BRIEF
Each entry below should be returned exactly as is, with the pictures removed.

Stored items
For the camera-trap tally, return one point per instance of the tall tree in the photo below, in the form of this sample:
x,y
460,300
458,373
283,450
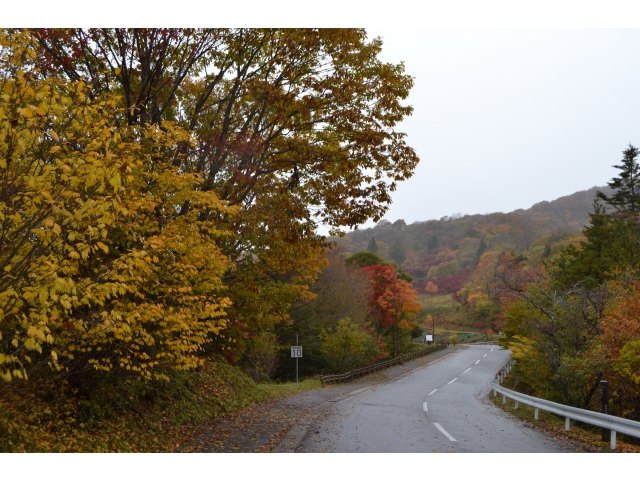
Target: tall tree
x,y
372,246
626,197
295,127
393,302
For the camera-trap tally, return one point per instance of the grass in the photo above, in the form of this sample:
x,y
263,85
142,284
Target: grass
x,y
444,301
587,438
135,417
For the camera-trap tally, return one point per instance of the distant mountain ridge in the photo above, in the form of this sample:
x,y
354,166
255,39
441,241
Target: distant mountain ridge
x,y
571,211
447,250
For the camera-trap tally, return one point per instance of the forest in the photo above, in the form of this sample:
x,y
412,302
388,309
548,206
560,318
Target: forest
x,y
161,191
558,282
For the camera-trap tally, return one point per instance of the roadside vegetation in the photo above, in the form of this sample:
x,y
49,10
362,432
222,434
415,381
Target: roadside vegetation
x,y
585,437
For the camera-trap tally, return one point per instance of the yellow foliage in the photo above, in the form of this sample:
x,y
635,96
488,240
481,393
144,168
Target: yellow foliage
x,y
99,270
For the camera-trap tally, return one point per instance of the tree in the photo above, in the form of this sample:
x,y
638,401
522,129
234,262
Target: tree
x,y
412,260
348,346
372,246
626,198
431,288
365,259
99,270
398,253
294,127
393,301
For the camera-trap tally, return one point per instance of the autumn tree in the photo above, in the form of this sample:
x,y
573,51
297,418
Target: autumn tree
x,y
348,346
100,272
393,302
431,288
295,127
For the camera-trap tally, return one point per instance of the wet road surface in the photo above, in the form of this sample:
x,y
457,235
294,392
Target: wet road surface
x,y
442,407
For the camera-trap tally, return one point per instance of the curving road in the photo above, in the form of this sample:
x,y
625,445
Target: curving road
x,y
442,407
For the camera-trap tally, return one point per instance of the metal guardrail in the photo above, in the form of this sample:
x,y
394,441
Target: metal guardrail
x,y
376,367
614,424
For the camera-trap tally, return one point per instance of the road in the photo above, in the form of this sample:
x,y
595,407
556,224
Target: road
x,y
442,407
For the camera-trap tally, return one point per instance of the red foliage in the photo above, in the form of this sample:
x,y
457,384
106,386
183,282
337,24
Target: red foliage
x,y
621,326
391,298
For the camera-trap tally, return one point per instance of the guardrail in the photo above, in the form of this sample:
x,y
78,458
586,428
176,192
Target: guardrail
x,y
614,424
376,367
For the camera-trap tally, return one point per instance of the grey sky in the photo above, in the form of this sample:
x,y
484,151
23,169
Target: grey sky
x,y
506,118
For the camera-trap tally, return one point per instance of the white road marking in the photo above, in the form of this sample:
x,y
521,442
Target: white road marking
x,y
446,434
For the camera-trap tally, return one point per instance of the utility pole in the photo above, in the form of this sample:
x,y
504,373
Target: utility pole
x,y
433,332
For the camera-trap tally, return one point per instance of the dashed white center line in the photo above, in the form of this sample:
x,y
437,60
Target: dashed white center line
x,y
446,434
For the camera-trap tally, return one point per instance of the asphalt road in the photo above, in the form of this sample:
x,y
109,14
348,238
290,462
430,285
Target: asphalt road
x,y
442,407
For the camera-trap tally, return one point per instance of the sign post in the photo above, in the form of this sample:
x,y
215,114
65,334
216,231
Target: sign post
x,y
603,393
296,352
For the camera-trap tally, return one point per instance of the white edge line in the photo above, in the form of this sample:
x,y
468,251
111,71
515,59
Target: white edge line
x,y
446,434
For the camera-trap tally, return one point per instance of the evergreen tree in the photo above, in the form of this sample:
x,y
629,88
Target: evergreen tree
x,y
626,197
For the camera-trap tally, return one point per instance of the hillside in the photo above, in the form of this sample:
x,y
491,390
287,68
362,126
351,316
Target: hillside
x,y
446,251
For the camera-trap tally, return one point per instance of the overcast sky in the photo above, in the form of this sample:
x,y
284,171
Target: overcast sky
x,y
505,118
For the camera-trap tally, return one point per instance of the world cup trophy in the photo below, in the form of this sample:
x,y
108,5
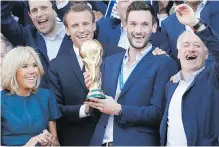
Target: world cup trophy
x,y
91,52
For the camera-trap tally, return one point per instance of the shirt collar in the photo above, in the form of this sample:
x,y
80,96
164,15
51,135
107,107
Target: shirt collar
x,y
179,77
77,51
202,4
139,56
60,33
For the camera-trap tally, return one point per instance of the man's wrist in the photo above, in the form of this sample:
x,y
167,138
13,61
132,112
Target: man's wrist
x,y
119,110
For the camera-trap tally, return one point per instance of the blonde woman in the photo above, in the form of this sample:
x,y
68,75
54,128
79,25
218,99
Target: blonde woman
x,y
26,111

SOLUTION FOR THIS PROBLEM
For the camera-trap tally, return one point per instance of the tall tree in the photo below, in the form of this sample:
x,y
460,300
458,373
283,450
Target: tall tree
x,y
372,246
626,197
295,127
393,302
For the camera-trap tally, return one point per instance of the grass in the photo above, in the form of this sample:
x,y
263,85
142,284
Target: grass
x,y
444,301
587,438
135,417
For the camera-trap tally, return one point per instance of the distant mountain ridge in the photo above, in the form of this sample:
x,y
354,166
255,39
441,241
Target: distant mountain ridge
x,y
571,211
447,250
For the camera-trap tally, return one point per instance of the forest in the photo above, in the form of this sample:
x,y
412,302
388,309
548,206
560,318
Target: forest
x,y
161,191
558,282
For the camera-trap tally, return one point per instance of the roadside vegetation in the photo above, in the form of this sample:
x,y
49,10
362,432
222,434
415,381
Target: roadside vegetation
x,y
585,437
For the camera-trap tally, return one point per instance of the yellow foliage in the photo above, in the form of this sample:
x,y
635,96
488,240
481,393
144,168
Target: yellow foliage
x,y
99,270
For the camera-trap tally, return one point per instance of the tree in the photo above, in the form of this sample:
x,y
638,401
522,129
234,262
Target: tree
x,y
412,260
348,346
372,246
626,198
431,288
365,259
99,270
398,253
294,127
393,301
For the camera-trap tally, return one point per instance of the autumn tree in the photo above, in the form of this sample:
x,y
573,51
297,418
Target: autumn tree
x,y
348,346
100,272
393,302
431,288
295,127
For the camera-trap tally, return one point per instance of the wet road surface in the photo above, in the form of this sample:
x,y
457,235
294,392
Target: wet road surface
x,y
442,407
For the camera-trap tally, return one point per instance of the curving road in the photo above, in the form of this sample:
x,y
625,445
Target: curving road
x,y
442,407
For the camera-trap tally, return one point per instance of the metal guardrail in the photo above, in the form of this sample:
x,y
394,441
Target: metal guardrail
x,y
376,367
614,424
For the camera-trap tally, return one point per instance of the road in the photo above, in the form of this sample:
x,y
595,407
556,224
Target: road
x,y
442,407
For the camera-trap tally, return one point per instance of the red foliage in the photo above, in the form of this sample:
x,y
457,384
106,386
183,282
337,24
Target: red foliage
x,y
621,326
391,298
For the camera-trap tally, return one point per instance of the guardrail in the photo above, in the form of this sample:
x,y
78,458
586,428
176,192
Target: guardrail
x,y
614,424
376,367
For the camera-trap tally, return one point per instance of the grey sky in the photo above, in the form of this sample:
x,y
484,151
23,169
Target: grey sky
x,y
506,118
For the camera-trap tally, return one point per instance of the white road marking in the photo above, in the form of this sample:
x,y
521,442
Target: white road marking
x,y
446,434
For the camera-trap tally, return one point per instance of the utility pole in the photo above, in the form of this sample:
x,y
504,373
Target: utility pole
x,y
433,332
For the camera-trap tally, return one point per instance of the dashed white center line in the photo above, in the form of this sample:
x,y
437,60
Target: dashed white center line
x,y
446,434
For the camera-trap tally, return one point per instance of the asphalt road in the photo above, in the form of this sample:
x,y
109,14
348,238
290,462
430,285
Target: asphalt road
x,y
442,407
For the camera-trap tally, return one point per instance of the sign post in the photo above, in the form of this sample:
x,y
215,114
65,334
216,231
Target: sign post
x,y
603,393
296,352
For the camera-trap tally, return one point per instance of the white edge line in the photo above, in the form of this sample:
x,y
468,251
111,71
515,59
Target: white edge line
x,y
446,434
For the camera-trap tally, return one point per instance of the evergreen tree in the photo above, in the form of this sample:
x,y
629,88
Target: evergreen tree
x,y
626,197
For the camera-trap tally, return one point per instance of the hillside in the photo above, in the form of this sample:
x,y
491,390
287,68
362,126
351,316
Target: hillside
x,y
446,251
For the camera-trap tally, return one point per instance of the overcast sky in the photo above, in the form of this sample:
x,y
284,171
Target: overcast sky
x,y
505,118
For the camera-trap tally, return one point per instance of the world cup trophy in the photo below, in the form of this sample:
x,y
108,5
Target: world cup trophy
x,y
91,52
For the camera-trap tally, return one point per instance of the shirt collar in the photo above, in the form of this sample:
x,y
80,96
164,15
51,135
107,107
Target: shirt collar
x,y
179,77
77,51
202,4
139,56
60,33
For the camera-trap tally, return one point per instance of the man's wrist in the photo above, in the form of this sample:
x,y
167,138
13,61
132,112
Target: man's wrist
x,y
119,110
For the camera-trap tally, return one point per instance of the blonde woman in the photo above, in the form of this sample:
x,y
68,75
54,128
79,25
218,99
Target: blonde woman
x,y
26,111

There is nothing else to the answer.